• PROBLEM DESCRIPTION:
Format the part of the material that opens with the line containing "Identify the orange" and closes with the line containing "[0, 0, 225, 294]" as a Markdown table with the columns No. and Entry. Give each non-blank line its own numbered row and include no lines outside that part.

• DATA SHOWN:
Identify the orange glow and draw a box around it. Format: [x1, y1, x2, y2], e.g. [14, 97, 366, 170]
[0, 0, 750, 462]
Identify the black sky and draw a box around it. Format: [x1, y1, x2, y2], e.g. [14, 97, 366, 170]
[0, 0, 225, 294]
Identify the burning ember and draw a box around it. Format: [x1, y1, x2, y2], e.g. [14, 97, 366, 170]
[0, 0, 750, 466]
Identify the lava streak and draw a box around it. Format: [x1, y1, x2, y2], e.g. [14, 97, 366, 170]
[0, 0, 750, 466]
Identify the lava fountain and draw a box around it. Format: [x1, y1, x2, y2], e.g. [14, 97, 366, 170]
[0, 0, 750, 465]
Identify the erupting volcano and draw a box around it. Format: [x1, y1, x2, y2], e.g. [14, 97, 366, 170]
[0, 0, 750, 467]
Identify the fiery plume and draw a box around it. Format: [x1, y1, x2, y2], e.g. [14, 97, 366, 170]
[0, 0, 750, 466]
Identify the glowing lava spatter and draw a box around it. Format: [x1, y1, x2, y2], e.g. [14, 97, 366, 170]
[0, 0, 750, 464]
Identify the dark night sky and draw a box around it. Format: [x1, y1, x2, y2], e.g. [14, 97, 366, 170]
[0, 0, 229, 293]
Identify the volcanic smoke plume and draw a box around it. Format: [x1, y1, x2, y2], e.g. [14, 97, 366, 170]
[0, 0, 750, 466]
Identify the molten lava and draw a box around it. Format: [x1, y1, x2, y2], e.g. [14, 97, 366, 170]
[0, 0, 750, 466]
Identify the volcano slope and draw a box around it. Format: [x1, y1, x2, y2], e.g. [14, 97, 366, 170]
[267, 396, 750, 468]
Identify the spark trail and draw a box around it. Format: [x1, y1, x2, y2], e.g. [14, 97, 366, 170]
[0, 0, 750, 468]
* * *
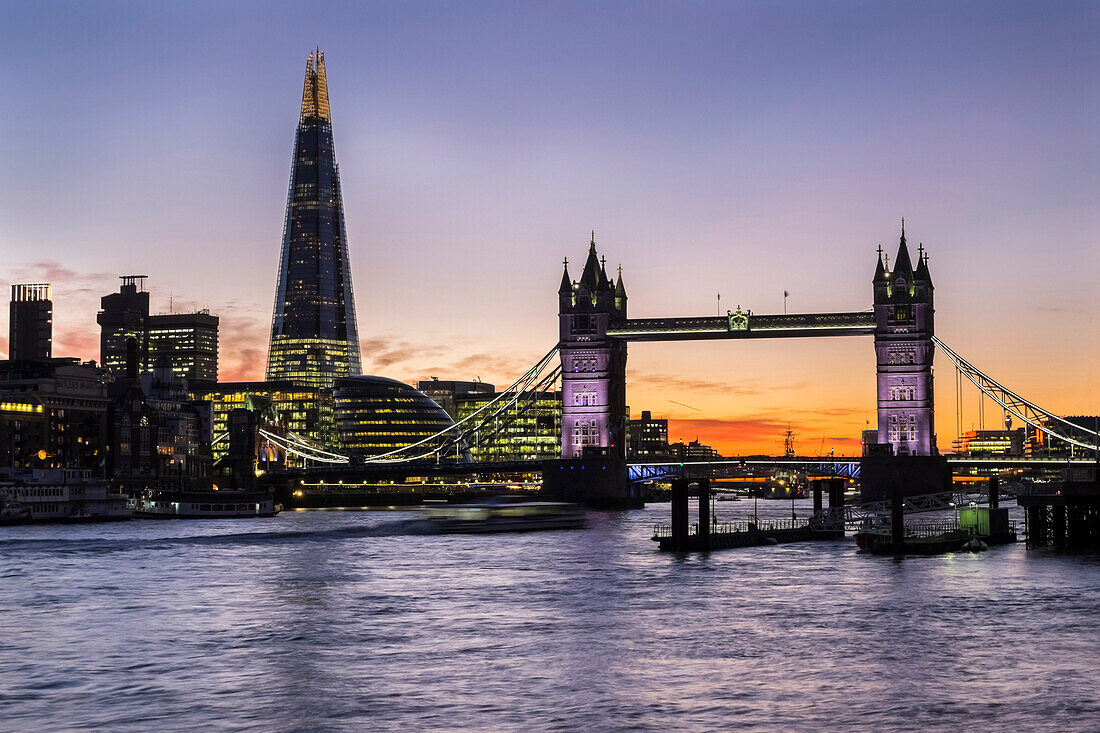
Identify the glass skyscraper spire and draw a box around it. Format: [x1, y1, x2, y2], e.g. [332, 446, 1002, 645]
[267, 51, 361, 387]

• EXERCISE ANSWER:
| No. | Entry |
|---|---|
| 1 | Identify the orange glow and draw a box around it. Format: [x1, y1, x2, y2], e.g. [14, 97, 366, 170] |
| 2 | [0, 0, 750, 462] |
| 3 | Identify the black sky and draw a box around it. Format: [x1, y1, x2, y2], e.g. [14, 97, 366, 170] |
| 4 | [0, 0, 225, 294] |